— Input —
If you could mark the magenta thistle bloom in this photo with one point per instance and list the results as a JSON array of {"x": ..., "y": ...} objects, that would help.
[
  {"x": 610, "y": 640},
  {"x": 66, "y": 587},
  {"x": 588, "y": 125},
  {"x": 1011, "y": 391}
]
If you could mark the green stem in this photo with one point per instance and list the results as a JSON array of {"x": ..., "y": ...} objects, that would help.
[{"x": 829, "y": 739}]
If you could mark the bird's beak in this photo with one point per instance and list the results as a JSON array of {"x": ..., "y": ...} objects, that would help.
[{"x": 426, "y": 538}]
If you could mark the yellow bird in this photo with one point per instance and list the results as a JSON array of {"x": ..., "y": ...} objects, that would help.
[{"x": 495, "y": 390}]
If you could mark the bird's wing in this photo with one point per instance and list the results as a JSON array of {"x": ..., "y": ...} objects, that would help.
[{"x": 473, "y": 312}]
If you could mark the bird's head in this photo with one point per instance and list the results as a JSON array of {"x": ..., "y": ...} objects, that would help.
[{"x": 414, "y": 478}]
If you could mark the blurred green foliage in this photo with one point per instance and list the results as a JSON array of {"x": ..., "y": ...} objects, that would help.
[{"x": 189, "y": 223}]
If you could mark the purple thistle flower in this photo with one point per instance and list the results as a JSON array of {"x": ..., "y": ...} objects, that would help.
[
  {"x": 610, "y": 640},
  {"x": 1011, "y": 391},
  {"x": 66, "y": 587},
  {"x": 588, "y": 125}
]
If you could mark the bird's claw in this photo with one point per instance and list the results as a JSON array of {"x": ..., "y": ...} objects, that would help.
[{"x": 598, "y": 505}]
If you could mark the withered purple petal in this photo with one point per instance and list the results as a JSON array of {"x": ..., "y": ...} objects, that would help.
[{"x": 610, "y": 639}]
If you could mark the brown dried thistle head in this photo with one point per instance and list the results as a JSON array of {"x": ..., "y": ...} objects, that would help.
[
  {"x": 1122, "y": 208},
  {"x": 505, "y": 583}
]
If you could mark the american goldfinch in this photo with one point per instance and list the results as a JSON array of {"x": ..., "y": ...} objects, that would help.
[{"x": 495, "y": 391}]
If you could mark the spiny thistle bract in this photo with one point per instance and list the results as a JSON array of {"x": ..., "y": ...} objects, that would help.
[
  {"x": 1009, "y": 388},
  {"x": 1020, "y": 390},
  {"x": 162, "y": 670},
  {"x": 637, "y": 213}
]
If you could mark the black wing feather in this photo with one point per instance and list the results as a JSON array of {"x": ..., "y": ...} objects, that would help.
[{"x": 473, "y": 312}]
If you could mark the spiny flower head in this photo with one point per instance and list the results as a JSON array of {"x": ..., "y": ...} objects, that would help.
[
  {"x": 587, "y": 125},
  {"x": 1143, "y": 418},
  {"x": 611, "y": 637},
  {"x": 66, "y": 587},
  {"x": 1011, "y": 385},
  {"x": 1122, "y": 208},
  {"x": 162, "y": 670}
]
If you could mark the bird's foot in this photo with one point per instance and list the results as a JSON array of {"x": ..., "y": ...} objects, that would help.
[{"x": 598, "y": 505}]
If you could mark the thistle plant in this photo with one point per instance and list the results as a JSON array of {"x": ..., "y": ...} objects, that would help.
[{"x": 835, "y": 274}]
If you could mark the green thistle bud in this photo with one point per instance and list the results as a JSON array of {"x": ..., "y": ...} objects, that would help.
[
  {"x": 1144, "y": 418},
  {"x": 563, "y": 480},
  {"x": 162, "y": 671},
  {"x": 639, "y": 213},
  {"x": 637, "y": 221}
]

— What this task involves —
Please copy the material exactly, line for line.

— Completed exercise —
If you could mark the magenta thistle bloom in this photo with one point per instance and list the results as a JSON array of {"x": ..., "y": ...} objects, that would help.
[
  {"x": 610, "y": 640},
  {"x": 66, "y": 587},
  {"x": 588, "y": 125},
  {"x": 1011, "y": 391}
]
If you could mark the green stem in this photo with one point per instance and list the results as a JSON array of {"x": ..., "y": ...} objects, that would help.
[{"x": 829, "y": 739}]
If you could mark the bird's beak in this photo with one point per instance and list the results as a JSON array of {"x": ..., "y": ...} objects, that would help.
[{"x": 426, "y": 538}]
If you could mark the yellow bird in this photo with one point per instance and list the results as a JSON array of {"x": ..., "y": ...} objects, that would help.
[{"x": 495, "y": 390}]
If you could mark the bird's wing in this photo with one point per instance and list the results as a JSON array of {"x": ..., "y": ...} objects, that would help.
[{"x": 473, "y": 312}]
If you could mark the bird's head in this photo with one point per instance and list the results as a JSON array of {"x": ..., "y": ...} objects, that would help.
[{"x": 414, "y": 478}]
If you could mark the blurred green foliage in this photo with one point per instance and list the results as a JSON array of {"x": ..., "y": ...} objects, that would help.
[{"x": 189, "y": 223}]
If you could mark the purple thistle flower in this photo with one point per instance and list the results as a JSON array of {"x": ..., "y": ...} objects, that would help.
[
  {"x": 610, "y": 640},
  {"x": 1011, "y": 391},
  {"x": 66, "y": 587},
  {"x": 588, "y": 125}
]
If you could mark the bird's claw in this photo with one point per instance and list the results as a JSON array of {"x": ..., "y": ...} objects, that would help.
[{"x": 598, "y": 505}]
If you could mark the withered purple petal in this photo with one point per instance and list the results as a JSON array of {"x": ..., "y": ...} objects, that would help.
[{"x": 610, "y": 639}]
If you could mark the brown dried thistle head in this photo with one point per instance and list the results as a JSON array of {"x": ..., "y": ...} objects, that would help.
[
  {"x": 1122, "y": 208},
  {"x": 505, "y": 583}
]
If you could mark the american goldfinch in this photo with one point per instance and list the results as a JSON array of {"x": ..., "y": ...} objects, that would help.
[{"x": 495, "y": 391}]
If you could mark the spiny thistle bract in this photo with one point per instance and list the results as a JSON array of {"x": ..., "y": ...} objects, that would help.
[
  {"x": 1009, "y": 388},
  {"x": 1020, "y": 390},
  {"x": 162, "y": 670},
  {"x": 637, "y": 213}
]
If you could mark the black wing feather in this photo with one point per instance and list the results as a JSON array of {"x": ..., "y": ...} objects, that would help.
[{"x": 473, "y": 312}]
If you could mark the spiny flower head in this photo with one point per instance and list the results as a JSON array of {"x": ..., "y": ...} objects, that would help.
[
  {"x": 587, "y": 125},
  {"x": 1143, "y": 418},
  {"x": 611, "y": 637},
  {"x": 66, "y": 587},
  {"x": 1011, "y": 385},
  {"x": 1122, "y": 208},
  {"x": 162, "y": 670}
]
If you could mark the bird's foot in this photo with one point per instance and list the results as a JSON array of {"x": ..., "y": ...} objects, that would help.
[{"x": 598, "y": 505}]
If you could mark the thistle plant in this photo with one point per instance and list the results as a JSON array of {"x": ..., "y": ...} objects, that would help.
[{"x": 835, "y": 274}]
If you could mark the green thistle bud in this photo with one point per instance and list the results as a JSON array of {"x": ..., "y": ...} objects, that would help.
[
  {"x": 1144, "y": 418},
  {"x": 563, "y": 480},
  {"x": 162, "y": 671},
  {"x": 639, "y": 213},
  {"x": 637, "y": 221}
]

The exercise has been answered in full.